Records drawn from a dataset

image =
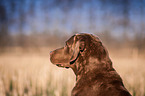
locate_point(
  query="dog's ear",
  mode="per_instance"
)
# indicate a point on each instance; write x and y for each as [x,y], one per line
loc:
[79,47]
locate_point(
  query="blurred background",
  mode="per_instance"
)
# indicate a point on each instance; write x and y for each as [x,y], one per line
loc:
[30,29]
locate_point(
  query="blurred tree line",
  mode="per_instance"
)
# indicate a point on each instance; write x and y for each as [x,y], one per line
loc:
[35,23]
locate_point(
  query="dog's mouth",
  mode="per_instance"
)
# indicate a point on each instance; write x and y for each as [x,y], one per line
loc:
[60,65]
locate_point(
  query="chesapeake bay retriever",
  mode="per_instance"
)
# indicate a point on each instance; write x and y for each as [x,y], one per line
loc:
[89,60]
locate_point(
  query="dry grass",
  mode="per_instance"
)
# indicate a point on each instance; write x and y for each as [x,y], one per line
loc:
[32,74]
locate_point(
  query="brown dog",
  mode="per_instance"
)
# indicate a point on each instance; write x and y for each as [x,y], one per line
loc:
[88,58]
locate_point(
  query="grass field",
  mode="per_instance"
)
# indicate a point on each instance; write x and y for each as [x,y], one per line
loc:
[24,73]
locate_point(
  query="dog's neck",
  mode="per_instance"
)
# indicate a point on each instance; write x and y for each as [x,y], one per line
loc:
[91,65]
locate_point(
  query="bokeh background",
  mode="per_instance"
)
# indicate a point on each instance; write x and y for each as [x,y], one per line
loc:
[30,29]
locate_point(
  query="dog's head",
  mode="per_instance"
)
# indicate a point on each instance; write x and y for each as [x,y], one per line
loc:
[79,48]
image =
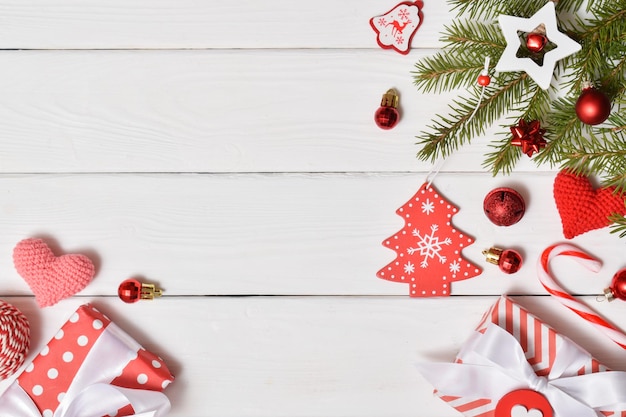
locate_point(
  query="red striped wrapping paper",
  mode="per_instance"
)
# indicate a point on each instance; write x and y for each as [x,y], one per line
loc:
[541,346]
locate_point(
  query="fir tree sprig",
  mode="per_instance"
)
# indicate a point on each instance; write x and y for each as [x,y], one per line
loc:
[469,117]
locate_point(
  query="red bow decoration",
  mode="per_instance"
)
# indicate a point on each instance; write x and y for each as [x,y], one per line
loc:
[529,136]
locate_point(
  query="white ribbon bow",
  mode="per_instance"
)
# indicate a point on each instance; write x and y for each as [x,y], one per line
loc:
[494,364]
[94,401]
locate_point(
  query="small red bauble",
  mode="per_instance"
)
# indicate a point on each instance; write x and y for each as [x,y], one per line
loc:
[504,206]
[131,291]
[535,42]
[508,260]
[483,80]
[387,115]
[593,106]
[618,286]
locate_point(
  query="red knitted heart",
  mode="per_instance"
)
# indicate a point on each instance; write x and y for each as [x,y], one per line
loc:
[581,207]
[51,278]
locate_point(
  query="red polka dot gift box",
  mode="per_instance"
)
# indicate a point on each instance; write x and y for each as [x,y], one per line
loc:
[91,367]
[515,364]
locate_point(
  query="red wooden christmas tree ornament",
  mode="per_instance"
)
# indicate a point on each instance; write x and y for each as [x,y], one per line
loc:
[428,247]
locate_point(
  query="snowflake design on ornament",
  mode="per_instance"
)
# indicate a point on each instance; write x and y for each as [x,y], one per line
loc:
[455,267]
[429,239]
[429,246]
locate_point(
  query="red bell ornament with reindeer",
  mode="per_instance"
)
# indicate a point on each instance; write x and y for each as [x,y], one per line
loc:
[428,248]
[396,28]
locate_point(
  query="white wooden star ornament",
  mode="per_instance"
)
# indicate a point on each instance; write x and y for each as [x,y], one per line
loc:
[509,61]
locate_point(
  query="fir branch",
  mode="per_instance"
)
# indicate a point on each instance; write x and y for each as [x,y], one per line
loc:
[490,9]
[503,158]
[448,133]
[446,72]
[460,64]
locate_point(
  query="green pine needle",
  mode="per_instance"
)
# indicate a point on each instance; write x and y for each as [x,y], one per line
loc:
[475,34]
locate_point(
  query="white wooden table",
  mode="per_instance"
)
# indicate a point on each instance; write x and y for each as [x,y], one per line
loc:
[227,152]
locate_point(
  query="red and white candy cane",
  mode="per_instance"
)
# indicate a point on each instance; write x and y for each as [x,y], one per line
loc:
[550,284]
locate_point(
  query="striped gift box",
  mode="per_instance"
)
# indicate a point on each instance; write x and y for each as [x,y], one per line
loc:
[541,346]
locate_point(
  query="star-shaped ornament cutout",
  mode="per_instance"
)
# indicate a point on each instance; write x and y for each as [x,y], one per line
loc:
[509,61]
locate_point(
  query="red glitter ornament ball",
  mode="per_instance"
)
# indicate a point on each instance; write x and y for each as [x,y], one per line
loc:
[535,42]
[508,260]
[387,115]
[593,106]
[504,206]
[129,291]
[618,285]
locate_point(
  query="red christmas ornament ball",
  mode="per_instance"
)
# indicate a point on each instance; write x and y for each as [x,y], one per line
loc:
[386,117]
[510,261]
[504,206]
[129,291]
[593,106]
[535,42]
[618,285]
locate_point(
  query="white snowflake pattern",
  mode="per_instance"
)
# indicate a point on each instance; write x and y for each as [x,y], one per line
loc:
[403,14]
[429,246]
[428,207]
[455,267]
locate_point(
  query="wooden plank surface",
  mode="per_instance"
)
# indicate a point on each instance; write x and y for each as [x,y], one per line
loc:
[214,111]
[276,234]
[183,24]
[227,152]
[302,356]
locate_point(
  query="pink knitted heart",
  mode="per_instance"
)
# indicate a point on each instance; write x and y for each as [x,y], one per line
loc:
[51,278]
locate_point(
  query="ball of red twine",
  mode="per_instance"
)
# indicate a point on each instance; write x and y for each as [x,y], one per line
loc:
[14,339]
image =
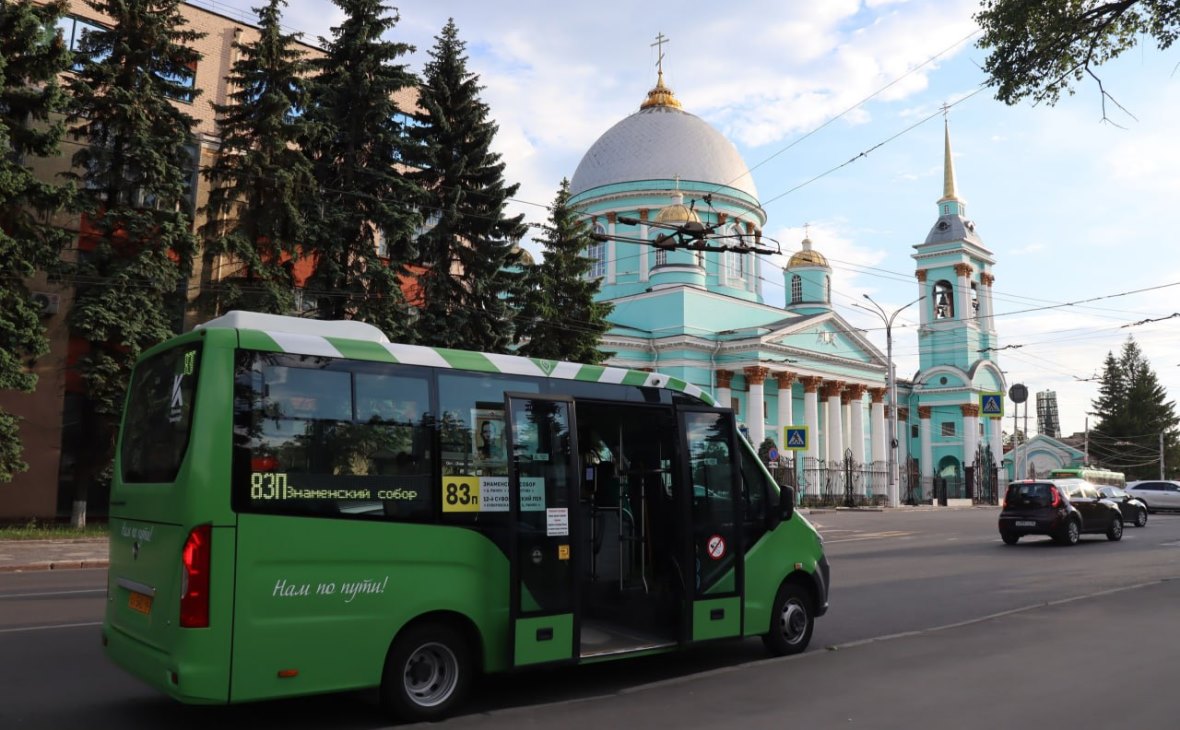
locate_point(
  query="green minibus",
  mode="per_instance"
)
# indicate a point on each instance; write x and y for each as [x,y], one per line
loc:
[302,507]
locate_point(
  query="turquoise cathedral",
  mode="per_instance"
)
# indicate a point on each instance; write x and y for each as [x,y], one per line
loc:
[700,315]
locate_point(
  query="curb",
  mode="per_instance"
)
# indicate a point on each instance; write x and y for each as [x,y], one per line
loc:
[56,565]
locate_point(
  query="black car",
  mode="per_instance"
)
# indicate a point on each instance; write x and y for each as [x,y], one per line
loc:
[1133,510]
[1063,511]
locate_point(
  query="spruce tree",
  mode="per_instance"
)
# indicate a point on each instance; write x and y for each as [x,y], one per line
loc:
[469,284]
[561,319]
[262,185]
[32,56]
[355,142]
[1133,412]
[136,168]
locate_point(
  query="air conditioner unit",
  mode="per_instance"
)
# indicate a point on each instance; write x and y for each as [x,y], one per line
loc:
[47,301]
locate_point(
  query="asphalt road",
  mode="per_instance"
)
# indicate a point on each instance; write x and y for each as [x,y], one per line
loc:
[935,623]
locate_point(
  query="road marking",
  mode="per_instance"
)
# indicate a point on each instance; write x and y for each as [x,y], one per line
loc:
[83,592]
[51,626]
[870,536]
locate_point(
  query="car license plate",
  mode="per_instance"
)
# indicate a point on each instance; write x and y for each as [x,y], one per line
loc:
[141,603]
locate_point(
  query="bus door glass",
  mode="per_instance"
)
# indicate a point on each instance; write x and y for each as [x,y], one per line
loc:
[715,475]
[543,491]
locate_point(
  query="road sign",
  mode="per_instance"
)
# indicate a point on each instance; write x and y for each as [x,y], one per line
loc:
[991,405]
[794,438]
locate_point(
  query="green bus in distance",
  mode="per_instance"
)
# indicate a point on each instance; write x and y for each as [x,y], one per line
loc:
[303,507]
[1093,475]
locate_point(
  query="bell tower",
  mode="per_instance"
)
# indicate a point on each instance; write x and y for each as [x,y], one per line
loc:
[954,271]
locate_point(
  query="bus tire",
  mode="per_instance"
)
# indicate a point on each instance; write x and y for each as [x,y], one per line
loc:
[792,620]
[426,673]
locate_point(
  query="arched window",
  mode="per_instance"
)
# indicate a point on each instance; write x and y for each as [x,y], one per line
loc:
[597,252]
[944,301]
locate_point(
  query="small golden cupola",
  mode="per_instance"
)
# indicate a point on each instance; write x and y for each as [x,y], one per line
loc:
[807,257]
[661,96]
[677,214]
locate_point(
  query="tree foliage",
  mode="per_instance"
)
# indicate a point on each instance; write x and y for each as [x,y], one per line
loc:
[262,185]
[1133,412]
[137,169]
[1041,48]
[559,317]
[469,288]
[355,139]
[31,58]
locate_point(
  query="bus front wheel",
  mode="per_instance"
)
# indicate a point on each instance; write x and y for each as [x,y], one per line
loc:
[426,673]
[792,620]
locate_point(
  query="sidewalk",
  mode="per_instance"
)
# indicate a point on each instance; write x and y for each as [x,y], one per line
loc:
[52,554]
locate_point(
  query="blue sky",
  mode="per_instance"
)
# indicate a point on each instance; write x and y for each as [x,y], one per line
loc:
[834,106]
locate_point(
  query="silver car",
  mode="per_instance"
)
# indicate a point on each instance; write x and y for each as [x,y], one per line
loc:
[1156,493]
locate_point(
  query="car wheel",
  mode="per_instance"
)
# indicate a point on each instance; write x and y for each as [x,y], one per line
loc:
[792,622]
[1070,533]
[1114,532]
[426,673]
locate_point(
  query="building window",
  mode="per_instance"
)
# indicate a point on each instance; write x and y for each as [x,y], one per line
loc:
[184,81]
[72,32]
[944,301]
[597,254]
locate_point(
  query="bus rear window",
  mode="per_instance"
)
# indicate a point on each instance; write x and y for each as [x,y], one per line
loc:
[158,418]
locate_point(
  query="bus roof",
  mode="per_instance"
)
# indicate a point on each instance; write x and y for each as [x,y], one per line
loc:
[340,339]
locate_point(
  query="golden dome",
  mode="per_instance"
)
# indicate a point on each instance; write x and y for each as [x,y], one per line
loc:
[807,257]
[661,96]
[677,212]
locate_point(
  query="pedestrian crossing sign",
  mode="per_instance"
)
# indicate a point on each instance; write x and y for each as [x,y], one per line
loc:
[991,405]
[794,438]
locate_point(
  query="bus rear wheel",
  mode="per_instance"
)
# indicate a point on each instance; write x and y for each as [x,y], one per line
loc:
[426,673]
[792,622]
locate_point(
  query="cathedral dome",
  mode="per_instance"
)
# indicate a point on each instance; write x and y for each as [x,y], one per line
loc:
[661,142]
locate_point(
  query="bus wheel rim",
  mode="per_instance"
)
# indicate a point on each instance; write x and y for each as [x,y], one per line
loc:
[794,622]
[431,675]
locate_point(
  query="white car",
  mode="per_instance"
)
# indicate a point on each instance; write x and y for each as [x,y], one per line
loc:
[1156,493]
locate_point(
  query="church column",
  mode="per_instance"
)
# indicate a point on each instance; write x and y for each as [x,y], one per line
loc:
[644,262]
[722,394]
[985,282]
[970,432]
[995,434]
[811,413]
[877,425]
[785,406]
[857,429]
[611,250]
[924,304]
[928,452]
[832,390]
[755,403]
[963,283]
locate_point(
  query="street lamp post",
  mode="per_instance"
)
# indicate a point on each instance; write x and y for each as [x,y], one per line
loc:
[891,465]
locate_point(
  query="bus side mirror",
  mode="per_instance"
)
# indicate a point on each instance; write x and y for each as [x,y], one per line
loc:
[786,507]
[786,502]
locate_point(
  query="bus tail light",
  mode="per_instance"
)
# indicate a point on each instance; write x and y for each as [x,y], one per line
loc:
[195,585]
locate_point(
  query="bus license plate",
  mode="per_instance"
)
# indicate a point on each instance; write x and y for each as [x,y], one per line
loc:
[141,603]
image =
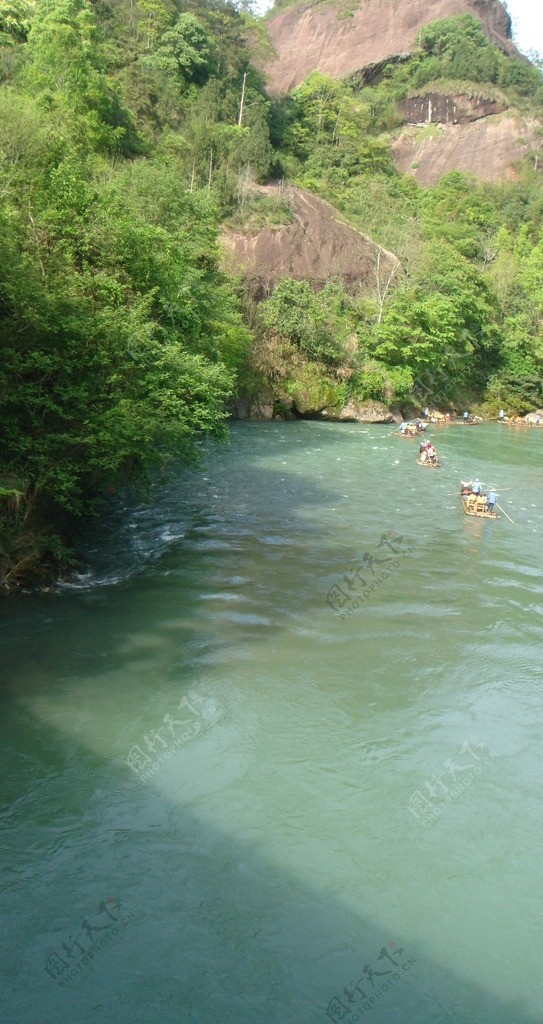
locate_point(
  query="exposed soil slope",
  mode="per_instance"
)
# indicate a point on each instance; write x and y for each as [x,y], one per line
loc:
[315,247]
[486,147]
[320,37]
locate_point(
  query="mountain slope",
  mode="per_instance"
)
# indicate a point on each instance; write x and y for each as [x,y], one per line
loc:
[339,41]
[315,246]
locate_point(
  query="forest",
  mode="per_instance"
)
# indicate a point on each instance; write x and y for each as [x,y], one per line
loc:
[131,135]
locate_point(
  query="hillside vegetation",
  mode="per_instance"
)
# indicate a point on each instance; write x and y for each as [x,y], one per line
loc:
[129,132]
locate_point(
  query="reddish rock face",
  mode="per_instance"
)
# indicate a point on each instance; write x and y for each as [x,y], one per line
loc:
[437,109]
[316,37]
[487,147]
[315,247]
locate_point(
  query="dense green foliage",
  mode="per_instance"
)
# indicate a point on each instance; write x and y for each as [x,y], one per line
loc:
[129,131]
[120,338]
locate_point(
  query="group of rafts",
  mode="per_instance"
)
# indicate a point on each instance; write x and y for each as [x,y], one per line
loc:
[474,500]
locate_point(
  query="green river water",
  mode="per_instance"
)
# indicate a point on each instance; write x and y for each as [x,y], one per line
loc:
[276,757]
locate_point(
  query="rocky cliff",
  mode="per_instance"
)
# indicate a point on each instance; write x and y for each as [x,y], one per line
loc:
[487,147]
[339,40]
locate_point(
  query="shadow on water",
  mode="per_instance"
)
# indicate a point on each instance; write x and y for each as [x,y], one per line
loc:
[217,929]
[209,929]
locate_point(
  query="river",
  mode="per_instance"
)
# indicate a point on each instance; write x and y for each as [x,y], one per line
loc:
[275,758]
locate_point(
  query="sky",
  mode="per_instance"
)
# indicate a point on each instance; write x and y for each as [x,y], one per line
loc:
[528,25]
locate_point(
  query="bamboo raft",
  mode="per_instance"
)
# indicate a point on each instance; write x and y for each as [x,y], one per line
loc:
[410,433]
[476,505]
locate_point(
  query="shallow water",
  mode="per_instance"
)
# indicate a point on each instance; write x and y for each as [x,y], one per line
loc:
[230,801]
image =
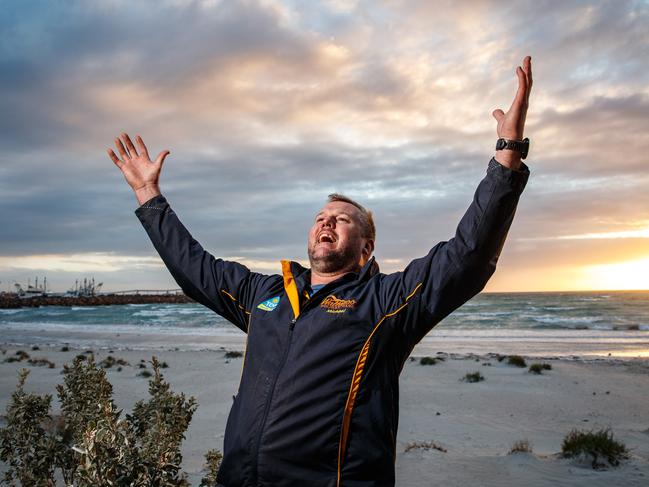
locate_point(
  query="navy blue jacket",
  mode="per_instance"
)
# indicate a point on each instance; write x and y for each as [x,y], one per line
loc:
[318,402]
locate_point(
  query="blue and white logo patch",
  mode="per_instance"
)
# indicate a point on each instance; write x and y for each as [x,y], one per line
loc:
[269,304]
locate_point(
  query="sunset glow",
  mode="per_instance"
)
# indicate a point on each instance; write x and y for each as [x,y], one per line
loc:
[267,106]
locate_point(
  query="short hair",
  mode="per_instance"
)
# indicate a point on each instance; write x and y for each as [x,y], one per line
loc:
[367,220]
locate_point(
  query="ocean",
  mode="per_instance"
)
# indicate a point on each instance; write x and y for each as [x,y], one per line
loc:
[583,325]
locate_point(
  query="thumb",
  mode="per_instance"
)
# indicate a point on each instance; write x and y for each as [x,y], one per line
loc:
[161,157]
[498,114]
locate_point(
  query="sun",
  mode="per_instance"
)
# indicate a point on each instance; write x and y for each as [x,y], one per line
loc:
[628,275]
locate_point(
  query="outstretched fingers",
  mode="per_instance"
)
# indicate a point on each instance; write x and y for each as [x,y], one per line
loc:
[521,93]
[142,147]
[527,68]
[129,145]
[162,156]
[121,149]
[115,159]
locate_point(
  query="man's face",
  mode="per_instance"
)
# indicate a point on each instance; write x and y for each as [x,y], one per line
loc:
[336,242]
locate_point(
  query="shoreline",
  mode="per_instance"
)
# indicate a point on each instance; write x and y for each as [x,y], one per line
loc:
[14,302]
[475,423]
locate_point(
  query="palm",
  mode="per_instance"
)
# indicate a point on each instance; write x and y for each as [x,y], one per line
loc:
[138,169]
[512,124]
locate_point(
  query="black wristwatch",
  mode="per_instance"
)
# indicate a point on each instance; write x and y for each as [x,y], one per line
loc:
[521,146]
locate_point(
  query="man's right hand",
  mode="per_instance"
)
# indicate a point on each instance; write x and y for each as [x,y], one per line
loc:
[140,172]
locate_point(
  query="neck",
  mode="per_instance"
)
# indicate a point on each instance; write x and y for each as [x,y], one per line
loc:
[318,277]
[325,278]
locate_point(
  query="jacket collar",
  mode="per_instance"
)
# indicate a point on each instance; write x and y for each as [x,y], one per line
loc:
[302,275]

▶ _Instructions to follow_: In the data above, find each line where the string "small" appears, then copy it.

▶ _Written answer_:
  query="small red bauble",
  query="small golden cupola",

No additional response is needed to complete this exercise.